▸ Your goal
Write out all of the records below verbatim, changing no character.

--- start Stored rows ---

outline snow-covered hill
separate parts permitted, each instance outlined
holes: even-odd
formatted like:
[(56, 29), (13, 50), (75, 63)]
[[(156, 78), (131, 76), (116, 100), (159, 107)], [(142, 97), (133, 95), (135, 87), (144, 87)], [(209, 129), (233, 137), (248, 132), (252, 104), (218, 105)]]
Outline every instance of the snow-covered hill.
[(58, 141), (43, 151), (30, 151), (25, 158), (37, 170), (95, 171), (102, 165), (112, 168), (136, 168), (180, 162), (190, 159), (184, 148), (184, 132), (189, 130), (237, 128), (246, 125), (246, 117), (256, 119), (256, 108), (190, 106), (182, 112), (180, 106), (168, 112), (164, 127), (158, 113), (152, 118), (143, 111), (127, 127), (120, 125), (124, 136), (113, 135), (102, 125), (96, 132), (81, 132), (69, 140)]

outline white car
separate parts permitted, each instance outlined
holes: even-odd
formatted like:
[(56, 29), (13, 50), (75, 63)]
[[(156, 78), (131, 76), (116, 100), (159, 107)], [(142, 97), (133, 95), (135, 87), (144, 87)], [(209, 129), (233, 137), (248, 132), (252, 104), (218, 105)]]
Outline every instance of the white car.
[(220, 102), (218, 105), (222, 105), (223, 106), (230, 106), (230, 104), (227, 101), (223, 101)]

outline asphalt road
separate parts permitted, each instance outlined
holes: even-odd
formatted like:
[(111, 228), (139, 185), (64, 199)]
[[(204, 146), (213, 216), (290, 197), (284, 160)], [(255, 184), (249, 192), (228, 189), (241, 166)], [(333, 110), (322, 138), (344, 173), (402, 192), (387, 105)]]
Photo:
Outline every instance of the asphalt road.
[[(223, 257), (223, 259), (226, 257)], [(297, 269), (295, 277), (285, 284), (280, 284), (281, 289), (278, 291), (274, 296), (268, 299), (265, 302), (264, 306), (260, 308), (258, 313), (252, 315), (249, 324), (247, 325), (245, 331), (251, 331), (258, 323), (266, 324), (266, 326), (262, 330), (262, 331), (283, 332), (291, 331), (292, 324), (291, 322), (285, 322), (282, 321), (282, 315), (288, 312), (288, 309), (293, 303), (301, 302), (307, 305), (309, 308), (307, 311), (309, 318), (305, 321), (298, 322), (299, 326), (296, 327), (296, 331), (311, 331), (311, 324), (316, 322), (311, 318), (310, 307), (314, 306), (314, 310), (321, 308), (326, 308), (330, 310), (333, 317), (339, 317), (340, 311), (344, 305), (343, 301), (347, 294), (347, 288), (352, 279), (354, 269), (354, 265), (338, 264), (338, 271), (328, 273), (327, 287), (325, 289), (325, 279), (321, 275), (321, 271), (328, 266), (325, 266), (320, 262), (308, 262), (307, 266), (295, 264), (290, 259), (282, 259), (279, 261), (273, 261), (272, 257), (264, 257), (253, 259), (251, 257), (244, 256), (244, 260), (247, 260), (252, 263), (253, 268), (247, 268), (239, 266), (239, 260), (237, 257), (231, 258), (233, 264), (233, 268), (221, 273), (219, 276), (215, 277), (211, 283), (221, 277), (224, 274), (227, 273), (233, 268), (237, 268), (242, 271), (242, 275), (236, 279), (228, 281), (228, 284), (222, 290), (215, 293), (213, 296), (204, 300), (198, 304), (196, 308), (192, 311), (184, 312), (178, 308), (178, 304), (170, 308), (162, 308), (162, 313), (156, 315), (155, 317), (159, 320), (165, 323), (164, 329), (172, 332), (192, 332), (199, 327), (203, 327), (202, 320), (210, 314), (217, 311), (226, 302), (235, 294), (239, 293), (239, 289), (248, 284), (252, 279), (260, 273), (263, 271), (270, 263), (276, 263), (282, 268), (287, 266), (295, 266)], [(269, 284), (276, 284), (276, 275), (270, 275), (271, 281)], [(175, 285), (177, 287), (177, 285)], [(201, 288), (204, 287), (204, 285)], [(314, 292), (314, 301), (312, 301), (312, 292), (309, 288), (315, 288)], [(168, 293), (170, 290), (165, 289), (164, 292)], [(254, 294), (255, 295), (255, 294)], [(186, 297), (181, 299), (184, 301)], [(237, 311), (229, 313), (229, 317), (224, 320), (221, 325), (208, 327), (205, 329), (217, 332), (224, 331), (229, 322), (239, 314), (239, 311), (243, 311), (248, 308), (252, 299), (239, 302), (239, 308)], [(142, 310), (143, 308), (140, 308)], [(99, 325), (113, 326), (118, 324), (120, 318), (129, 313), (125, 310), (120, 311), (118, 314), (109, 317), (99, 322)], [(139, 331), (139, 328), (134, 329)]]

--- end Stored rows ---

▸ Answer in full
outline snow-covered hill
separate parts permitted, each instance outlined
holes: even-odd
formatted like:
[(56, 29), (13, 50), (75, 63)]
[[(156, 78), (131, 76), (116, 100), (159, 107)], [(142, 97), (133, 95), (135, 87), (144, 87)], [(209, 129), (233, 137), (248, 132), (252, 104), (218, 105)]]
Outline every instance of the snow-covered hill.
[(58, 141), (43, 151), (30, 151), (25, 158), (37, 170), (95, 171), (102, 165), (112, 168), (136, 168), (180, 162), (190, 159), (184, 148), (184, 132), (189, 130), (237, 128), (246, 125), (246, 117), (256, 119), (256, 108), (190, 106), (182, 112), (180, 106), (168, 112), (164, 127), (158, 113), (152, 118), (143, 111), (127, 127), (120, 125), (124, 136), (113, 135), (102, 125), (96, 132), (81, 132), (69, 140)]

outline white car
separate parts permitted, each instance outlined
holes: even-odd
formatted like:
[(56, 29), (13, 50), (75, 63)]
[[(156, 78), (131, 76), (116, 100), (159, 107)], [(142, 97), (133, 95), (135, 87), (144, 87)], [(209, 129), (233, 137), (248, 132), (252, 104), (218, 105)]]
Outline every instance of the white car.
[(220, 102), (218, 105), (222, 105), (223, 106), (230, 106), (230, 104), (227, 101), (223, 101)]

outline asphalt road
separate parts permitted, each instance outlined
holes: even-odd
formatted like:
[(111, 228), (139, 185), (64, 199)]
[[(204, 146), (213, 216), (290, 197), (284, 160)], [(255, 184), (249, 192), (228, 189), (241, 166)], [(333, 110), (322, 138), (344, 173), (402, 192), (387, 105)]]
Photo:
Outline every instance of the asphalt road.
[[(223, 257), (223, 259), (226, 257)], [(297, 269), (295, 277), (285, 284), (280, 284), (281, 289), (278, 291), (274, 296), (268, 299), (265, 302), (264, 306), (260, 308), (258, 313), (252, 315), (249, 324), (247, 325), (245, 331), (251, 331), (258, 323), (266, 324), (266, 326), (262, 330), (262, 331), (283, 332), (291, 331), (292, 324), (291, 322), (285, 322), (282, 321), (282, 315), (288, 312), (288, 309), (293, 303), (301, 302), (307, 305), (309, 308), (307, 311), (309, 318), (305, 321), (298, 322), (299, 326), (296, 327), (296, 331), (311, 331), (311, 324), (316, 322), (311, 318), (310, 307), (314, 306), (314, 310), (321, 308), (326, 308), (330, 310), (333, 317), (339, 317), (340, 311), (344, 305), (343, 301), (347, 294), (347, 288), (352, 279), (354, 269), (354, 265), (338, 264), (338, 271), (328, 273), (327, 287), (325, 289), (325, 279), (321, 275), (321, 271), (328, 266), (325, 266), (320, 262), (308, 262), (307, 266), (295, 264), (290, 259), (282, 259), (279, 261), (273, 261), (272, 257), (264, 257), (253, 259), (251, 257), (244, 256), (244, 260), (247, 260), (252, 263), (253, 268), (247, 268), (239, 266), (239, 260), (237, 257), (231, 258), (233, 264), (233, 268), (221, 273), (219, 276), (215, 277), (211, 283), (221, 277), (224, 274), (227, 273), (233, 268), (237, 268), (242, 271), (242, 275), (236, 279), (228, 281), (228, 284), (222, 290), (215, 293), (213, 296), (204, 300), (198, 304), (196, 308), (192, 311), (184, 312), (178, 308), (178, 304), (170, 308), (162, 308), (162, 313), (156, 315), (155, 317), (159, 320), (165, 323), (164, 329), (172, 332), (192, 332), (199, 327), (203, 327), (202, 320), (210, 314), (217, 311), (226, 302), (235, 294), (239, 293), (239, 289), (248, 284), (252, 279), (260, 273), (263, 271), (270, 263), (276, 263), (282, 268), (287, 266), (295, 266)], [(269, 284), (276, 284), (276, 275), (270, 275), (271, 281)], [(175, 285), (177, 287), (177, 285)], [(201, 288), (204, 287), (204, 285)], [(314, 292), (314, 301), (312, 301), (312, 292), (309, 288), (315, 288)], [(168, 293), (170, 290), (165, 289), (164, 292)], [(254, 294), (255, 295), (255, 294)], [(186, 297), (181, 299), (184, 301)], [(237, 311), (229, 313), (229, 317), (224, 320), (221, 325), (208, 327), (205, 329), (217, 332), (224, 331), (229, 322), (239, 314), (239, 311), (243, 311), (248, 308), (252, 299), (239, 302), (239, 308)], [(142, 310), (143, 308), (140, 308)], [(99, 325), (113, 326), (118, 324), (120, 318), (129, 313), (125, 310), (120, 311), (118, 314), (109, 317), (99, 322)], [(139, 331), (139, 328), (134, 329)]]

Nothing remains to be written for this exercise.